START Data provided

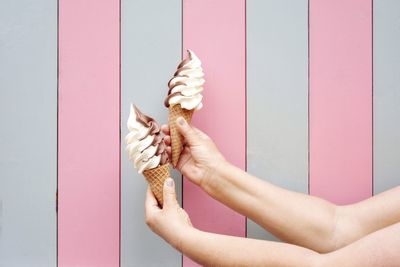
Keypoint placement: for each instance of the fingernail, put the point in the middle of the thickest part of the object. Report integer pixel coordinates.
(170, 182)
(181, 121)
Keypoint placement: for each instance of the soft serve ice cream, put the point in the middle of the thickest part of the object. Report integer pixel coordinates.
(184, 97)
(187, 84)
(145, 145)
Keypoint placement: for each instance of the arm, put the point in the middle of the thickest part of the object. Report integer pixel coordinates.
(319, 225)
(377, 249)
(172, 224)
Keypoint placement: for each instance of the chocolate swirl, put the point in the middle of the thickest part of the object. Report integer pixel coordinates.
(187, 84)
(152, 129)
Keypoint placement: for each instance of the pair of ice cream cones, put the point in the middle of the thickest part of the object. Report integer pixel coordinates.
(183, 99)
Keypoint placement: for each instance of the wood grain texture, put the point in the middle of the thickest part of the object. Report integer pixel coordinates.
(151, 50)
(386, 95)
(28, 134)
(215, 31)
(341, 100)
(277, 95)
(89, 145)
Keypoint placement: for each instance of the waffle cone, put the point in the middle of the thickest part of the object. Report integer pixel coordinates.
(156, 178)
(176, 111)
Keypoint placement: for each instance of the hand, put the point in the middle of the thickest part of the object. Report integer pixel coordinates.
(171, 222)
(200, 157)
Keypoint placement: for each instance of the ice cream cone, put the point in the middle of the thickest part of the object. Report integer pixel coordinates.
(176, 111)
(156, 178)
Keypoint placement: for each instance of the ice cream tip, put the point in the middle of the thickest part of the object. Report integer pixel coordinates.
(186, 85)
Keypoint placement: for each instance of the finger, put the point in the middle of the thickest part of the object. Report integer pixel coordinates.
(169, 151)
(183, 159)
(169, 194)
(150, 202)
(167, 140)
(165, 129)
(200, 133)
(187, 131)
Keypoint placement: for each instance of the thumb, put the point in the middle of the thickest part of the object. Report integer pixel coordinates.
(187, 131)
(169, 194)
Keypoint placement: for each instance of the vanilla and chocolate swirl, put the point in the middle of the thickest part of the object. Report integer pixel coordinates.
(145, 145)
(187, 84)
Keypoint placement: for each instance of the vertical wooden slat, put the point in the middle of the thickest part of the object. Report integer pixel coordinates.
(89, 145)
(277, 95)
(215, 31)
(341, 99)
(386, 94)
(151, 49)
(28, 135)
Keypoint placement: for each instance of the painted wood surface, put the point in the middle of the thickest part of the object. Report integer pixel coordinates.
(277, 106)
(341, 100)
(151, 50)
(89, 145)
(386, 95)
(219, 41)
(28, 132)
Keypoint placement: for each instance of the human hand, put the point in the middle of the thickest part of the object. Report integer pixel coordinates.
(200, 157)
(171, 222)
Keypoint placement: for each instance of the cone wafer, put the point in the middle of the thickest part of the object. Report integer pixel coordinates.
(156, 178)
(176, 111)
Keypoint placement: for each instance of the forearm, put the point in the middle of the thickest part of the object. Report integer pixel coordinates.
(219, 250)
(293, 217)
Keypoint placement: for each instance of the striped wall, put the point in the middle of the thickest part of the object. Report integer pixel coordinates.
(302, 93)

END Data provided
START Data provided

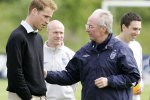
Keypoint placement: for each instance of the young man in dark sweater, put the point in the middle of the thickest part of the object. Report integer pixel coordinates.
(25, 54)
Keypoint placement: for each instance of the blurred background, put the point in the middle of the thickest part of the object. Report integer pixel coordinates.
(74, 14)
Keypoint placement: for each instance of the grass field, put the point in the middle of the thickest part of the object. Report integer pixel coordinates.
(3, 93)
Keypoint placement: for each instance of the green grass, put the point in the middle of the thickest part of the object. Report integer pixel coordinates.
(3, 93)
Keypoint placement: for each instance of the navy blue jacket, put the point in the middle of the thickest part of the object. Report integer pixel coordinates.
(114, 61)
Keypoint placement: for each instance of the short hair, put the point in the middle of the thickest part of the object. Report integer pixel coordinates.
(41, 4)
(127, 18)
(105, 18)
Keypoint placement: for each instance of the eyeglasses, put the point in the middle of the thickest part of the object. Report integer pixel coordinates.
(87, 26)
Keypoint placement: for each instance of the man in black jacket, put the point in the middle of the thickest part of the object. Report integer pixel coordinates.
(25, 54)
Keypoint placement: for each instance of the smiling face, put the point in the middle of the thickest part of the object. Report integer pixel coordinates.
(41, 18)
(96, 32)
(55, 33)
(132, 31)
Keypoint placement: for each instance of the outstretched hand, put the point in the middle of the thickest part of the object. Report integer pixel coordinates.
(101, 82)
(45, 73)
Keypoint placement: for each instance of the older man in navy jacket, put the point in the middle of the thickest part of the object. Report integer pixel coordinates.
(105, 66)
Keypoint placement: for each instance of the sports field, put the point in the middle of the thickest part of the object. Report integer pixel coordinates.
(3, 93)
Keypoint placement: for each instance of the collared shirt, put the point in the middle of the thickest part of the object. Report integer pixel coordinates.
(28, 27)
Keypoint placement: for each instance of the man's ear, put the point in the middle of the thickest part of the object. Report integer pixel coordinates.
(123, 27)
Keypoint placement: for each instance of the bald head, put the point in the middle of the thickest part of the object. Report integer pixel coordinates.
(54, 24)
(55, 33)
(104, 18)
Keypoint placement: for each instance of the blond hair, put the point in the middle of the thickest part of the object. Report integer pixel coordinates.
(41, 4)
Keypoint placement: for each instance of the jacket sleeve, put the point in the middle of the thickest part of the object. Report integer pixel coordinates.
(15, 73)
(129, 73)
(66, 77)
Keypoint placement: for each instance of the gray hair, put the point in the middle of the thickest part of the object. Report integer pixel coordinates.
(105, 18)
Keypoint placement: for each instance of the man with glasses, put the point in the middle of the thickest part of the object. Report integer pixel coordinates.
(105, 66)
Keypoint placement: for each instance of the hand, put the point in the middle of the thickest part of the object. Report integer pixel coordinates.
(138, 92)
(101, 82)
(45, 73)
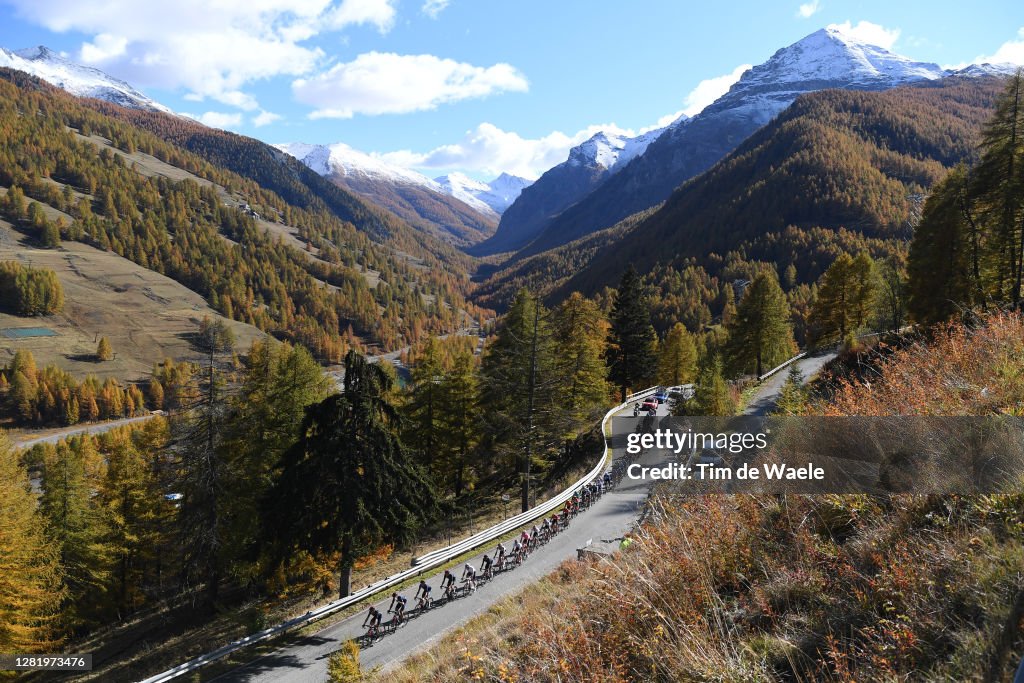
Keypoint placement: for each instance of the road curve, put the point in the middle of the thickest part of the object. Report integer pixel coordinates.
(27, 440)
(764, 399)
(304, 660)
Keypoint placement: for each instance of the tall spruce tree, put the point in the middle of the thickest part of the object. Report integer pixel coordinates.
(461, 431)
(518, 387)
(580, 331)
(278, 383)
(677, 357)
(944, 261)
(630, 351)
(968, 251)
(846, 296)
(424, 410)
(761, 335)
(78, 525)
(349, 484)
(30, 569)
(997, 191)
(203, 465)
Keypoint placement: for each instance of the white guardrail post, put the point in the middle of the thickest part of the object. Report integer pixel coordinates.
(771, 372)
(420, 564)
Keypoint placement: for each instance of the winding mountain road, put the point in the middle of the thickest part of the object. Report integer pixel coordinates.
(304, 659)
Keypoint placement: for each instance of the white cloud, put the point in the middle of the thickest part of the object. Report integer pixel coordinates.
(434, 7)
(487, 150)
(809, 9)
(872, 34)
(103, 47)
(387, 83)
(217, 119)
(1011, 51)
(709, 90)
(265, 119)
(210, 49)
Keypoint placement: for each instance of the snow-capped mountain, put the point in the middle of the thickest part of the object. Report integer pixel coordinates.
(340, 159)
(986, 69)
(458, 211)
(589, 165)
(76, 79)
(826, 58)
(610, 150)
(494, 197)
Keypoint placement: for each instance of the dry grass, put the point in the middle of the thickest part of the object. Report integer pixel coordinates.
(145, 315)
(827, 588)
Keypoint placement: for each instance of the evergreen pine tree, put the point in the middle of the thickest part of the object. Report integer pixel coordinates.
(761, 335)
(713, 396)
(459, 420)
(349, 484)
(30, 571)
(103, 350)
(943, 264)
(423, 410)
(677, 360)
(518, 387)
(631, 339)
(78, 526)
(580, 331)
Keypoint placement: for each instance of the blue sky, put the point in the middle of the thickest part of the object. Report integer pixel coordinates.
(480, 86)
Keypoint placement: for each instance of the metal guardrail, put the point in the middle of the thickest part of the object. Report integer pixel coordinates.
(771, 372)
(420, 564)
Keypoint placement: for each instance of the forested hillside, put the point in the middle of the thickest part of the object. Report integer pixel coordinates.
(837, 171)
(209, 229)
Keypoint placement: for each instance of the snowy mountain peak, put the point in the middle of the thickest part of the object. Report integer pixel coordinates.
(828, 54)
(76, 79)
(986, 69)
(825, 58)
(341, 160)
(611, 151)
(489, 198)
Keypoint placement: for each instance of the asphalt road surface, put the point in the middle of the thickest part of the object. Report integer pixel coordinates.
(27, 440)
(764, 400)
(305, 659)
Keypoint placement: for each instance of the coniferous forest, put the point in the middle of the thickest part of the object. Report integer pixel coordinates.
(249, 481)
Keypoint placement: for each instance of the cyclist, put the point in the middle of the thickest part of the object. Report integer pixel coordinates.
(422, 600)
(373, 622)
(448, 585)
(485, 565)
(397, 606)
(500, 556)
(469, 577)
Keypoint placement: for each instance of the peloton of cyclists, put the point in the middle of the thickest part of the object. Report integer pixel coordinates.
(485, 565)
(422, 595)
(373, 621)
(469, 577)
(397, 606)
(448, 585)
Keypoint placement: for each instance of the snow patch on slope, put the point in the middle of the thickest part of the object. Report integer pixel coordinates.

END Data provided

● **What is being asked**
All that is needed is the exact run of lines above from the line containing "Keypoint placement: for each instance of the metal" through the line containing "Keypoint placement: for each instance of the snow patch", both of them included.

● **Task output**
Keypoint placement: for each instance of the metal guardrail, put the point in the middle of the thickest part of the object. Report integer pixel coordinates.
(771, 372)
(420, 564)
Keypoint placement: for each instance of the forested hillside, put the point in the middle of the thickest part of the object. Report integer pixel coordinates.
(837, 171)
(209, 229)
Keypoint placement: for each instance of the snowy mountain peak, put the point in the middle of the thickest part of the object. Report integer pixel coordinates.
(828, 54)
(76, 79)
(986, 69)
(825, 58)
(341, 160)
(611, 151)
(489, 198)
Keypoint placement: for each instance of the asphalt road surface, put the point in the middle of the thickest part of the object. Report integer pixel coordinates.
(27, 440)
(764, 400)
(305, 659)
Keypoint placement: for each instance of the coniferous forest, put the point in the middle of the thickest part of the object. Report integer pixel coordinates.
(249, 481)
Keypoint placement: for each instance of the cyclist, put the point in the middle of the thickest part of the object. Report integer pixel coordinates.
(422, 600)
(373, 622)
(448, 585)
(485, 565)
(397, 606)
(500, 556)
(469, 577)
Keypoint placement: for each instance of the peloton of cyclists, put the point in the middle of the thickest part of the object. Report integer pixel coordinates.
(485, 565)
(422, 595)
(373, 621)
(469, 577)
(397, 606)
(448, 585)
Keypoint placement: for each instance of the snow patch on slope, put the point in the middle of the thickest part of the object. Report integer pixel coordinates.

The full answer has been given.